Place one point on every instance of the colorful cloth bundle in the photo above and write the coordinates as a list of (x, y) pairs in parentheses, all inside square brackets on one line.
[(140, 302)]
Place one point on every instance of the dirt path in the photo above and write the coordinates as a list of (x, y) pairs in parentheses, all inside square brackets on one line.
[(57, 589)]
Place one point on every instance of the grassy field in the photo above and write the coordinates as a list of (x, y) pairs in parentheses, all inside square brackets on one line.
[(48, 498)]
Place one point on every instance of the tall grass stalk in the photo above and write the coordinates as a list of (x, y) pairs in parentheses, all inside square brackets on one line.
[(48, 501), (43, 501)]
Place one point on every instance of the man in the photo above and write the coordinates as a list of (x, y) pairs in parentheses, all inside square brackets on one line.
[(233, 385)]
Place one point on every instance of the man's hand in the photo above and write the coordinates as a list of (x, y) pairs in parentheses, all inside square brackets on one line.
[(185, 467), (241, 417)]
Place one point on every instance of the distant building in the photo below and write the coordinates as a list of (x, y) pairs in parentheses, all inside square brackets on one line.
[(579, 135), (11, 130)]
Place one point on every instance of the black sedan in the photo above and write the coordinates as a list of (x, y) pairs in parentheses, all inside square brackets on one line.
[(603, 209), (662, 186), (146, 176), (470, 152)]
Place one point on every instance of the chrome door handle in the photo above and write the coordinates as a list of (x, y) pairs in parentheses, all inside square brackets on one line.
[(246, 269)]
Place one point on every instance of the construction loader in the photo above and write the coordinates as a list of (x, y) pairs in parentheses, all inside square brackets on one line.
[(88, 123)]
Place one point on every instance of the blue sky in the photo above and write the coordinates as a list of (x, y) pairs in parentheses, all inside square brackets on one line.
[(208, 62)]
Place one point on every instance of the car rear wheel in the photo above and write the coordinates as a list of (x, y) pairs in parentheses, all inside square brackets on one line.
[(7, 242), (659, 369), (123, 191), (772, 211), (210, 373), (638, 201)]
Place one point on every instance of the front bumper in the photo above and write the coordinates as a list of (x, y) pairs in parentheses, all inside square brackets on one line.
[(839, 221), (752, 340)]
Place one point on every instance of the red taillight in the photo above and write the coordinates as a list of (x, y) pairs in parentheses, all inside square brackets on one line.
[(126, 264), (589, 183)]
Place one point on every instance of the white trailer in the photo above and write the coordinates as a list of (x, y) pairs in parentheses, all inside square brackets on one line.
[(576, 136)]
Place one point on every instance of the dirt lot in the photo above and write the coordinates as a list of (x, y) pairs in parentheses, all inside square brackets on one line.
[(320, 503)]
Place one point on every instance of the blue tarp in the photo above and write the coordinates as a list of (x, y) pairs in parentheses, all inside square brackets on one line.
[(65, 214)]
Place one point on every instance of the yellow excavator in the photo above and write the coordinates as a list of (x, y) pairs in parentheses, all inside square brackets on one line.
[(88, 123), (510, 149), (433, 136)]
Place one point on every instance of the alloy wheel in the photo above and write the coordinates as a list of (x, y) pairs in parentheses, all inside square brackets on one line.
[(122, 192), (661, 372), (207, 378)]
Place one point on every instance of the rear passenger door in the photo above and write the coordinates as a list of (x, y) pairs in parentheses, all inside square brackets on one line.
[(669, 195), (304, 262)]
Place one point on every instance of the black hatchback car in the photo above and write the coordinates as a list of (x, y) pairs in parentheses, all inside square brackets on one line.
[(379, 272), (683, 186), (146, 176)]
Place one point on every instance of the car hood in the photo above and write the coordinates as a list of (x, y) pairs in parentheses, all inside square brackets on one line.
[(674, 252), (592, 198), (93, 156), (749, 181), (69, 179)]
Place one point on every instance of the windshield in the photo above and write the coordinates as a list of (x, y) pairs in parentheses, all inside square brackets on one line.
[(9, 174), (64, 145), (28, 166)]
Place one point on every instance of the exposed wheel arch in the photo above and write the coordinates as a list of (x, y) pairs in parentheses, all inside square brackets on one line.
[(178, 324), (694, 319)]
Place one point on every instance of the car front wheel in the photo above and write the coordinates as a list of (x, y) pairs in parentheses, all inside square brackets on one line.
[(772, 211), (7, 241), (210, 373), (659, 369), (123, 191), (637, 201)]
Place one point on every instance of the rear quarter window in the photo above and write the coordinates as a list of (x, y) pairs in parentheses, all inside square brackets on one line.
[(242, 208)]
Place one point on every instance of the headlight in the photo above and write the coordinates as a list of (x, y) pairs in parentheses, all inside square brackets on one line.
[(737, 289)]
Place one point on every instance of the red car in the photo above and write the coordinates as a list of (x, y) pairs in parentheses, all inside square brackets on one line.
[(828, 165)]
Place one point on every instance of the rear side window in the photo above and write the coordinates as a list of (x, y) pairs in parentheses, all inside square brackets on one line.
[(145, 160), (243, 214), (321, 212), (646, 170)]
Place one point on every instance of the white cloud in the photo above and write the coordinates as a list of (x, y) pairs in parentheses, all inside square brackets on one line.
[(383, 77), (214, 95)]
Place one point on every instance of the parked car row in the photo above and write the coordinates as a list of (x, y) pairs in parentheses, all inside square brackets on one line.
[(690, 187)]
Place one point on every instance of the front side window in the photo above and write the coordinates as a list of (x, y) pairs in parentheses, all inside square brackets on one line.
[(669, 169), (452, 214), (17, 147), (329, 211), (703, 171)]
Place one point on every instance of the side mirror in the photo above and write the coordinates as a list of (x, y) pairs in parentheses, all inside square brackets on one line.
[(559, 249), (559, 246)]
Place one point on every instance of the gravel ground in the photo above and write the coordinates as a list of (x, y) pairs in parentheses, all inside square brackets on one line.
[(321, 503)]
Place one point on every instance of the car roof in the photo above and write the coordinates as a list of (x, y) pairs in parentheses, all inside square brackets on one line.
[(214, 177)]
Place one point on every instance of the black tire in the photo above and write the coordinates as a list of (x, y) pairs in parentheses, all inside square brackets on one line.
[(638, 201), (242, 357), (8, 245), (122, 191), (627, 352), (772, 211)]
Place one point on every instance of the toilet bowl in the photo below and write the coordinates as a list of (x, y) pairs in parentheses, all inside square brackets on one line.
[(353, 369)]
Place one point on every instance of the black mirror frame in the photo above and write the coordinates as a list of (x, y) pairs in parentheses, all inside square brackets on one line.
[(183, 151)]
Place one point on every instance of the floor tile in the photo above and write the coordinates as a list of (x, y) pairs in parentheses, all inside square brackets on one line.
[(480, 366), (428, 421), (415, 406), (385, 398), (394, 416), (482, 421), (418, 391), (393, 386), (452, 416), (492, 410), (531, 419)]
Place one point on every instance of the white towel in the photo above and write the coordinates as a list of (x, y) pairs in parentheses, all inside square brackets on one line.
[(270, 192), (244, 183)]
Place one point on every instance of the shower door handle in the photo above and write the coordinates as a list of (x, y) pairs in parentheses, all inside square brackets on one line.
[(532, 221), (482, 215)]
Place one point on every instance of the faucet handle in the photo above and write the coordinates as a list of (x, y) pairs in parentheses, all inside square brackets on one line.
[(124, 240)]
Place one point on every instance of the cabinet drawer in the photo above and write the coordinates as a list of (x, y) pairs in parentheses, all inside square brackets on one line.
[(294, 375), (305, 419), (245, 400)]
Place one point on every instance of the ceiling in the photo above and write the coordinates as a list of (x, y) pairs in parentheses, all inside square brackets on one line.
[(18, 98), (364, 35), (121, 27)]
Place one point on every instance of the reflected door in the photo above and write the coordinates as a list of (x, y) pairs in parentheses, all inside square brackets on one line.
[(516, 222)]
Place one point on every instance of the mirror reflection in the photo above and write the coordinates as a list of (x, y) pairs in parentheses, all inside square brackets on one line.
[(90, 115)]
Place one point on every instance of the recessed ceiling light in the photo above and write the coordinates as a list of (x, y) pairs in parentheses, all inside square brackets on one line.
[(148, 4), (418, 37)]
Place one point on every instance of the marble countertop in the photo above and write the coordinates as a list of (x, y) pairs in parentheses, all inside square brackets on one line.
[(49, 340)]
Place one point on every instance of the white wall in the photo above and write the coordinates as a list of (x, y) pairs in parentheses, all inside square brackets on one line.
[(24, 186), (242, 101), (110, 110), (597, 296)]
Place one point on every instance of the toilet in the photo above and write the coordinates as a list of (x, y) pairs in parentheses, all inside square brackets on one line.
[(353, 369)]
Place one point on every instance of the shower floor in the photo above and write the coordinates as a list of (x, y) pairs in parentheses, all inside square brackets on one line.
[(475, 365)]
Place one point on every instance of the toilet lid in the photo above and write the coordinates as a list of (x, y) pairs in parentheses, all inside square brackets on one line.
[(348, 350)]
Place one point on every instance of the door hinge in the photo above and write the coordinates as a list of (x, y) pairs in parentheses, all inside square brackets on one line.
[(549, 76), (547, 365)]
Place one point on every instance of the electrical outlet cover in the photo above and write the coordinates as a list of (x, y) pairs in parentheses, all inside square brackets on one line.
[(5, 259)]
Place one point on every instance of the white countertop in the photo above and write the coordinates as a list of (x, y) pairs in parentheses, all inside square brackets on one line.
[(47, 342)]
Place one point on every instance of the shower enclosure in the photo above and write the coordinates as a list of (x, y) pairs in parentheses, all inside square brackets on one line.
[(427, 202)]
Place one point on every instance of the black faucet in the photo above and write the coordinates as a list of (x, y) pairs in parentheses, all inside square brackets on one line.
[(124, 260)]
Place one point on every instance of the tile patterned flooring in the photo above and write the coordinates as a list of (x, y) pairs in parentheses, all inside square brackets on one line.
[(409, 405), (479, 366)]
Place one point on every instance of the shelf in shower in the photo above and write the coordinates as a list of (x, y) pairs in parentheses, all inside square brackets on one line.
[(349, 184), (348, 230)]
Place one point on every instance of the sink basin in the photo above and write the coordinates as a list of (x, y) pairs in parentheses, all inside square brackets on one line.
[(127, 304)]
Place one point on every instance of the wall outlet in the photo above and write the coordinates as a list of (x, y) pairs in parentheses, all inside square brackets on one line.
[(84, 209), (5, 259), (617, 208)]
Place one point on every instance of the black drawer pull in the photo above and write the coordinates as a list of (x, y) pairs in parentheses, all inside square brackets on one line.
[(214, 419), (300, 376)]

============

#### Objetivo da tarefa
Reproduza as linhas do início da listagem até a linha que contém "[(603, 209), (662, 186), (146, 176), (470, 152)]", inclusive, substituindo "grassy field" por "open meadow". Todo o restante deve permanecer igual.

#### Resposta da tarefa
Place one point on every instance of the colorful cloth bundle in the photo above and write the coordinates as a list of (x, y) pairs in parentheses, all inside square brackets on one line.
[(140, 302)]
Place one point on every instance of the dirt path in the photo above and write the coordinates as a list of (x, y) pairs in parentheses, all inside square brackets on one line.
[(57, 589)]
Place one point on every instance of the open meadow in the photo above and write the coordinates as a list of (x, y) pairs in parentheses, all inside square brackets on one line.
[(48, 498)]
Place one point on every instance of the tall grass stalk in the photo above and write the coordinates as a list of (x, y) pairs in parentheses, all inside square brackets on one line.
[(48, 501), (43, 501)]
Place one point on every instance of the man in the photo above and write the coordinates as a list of (x, y) pairs in parentheses, all inside square brackets on one line.
[(233, 385)]
Place one point on every instance of the man's hand in the photo above and write the coordinates as a list of (x, y) pairs in parentheses, all inside square brackets on one line.
[(185, 467), (241, 417)]
Place one point on every instance of the distant building in the photo below and write the coordinates as a list of (x, y) pairs in parentheses, all inside square brackets on one line.
[(579, 135), (11, 130)]
Place one point on every instance of the black sedan in the photo above and write the coordinates as a list of (x, y) pairs in parentheses, all inside square brackets on one line.
[(603, 209), (662, 186), (146, 176), (470, 152)]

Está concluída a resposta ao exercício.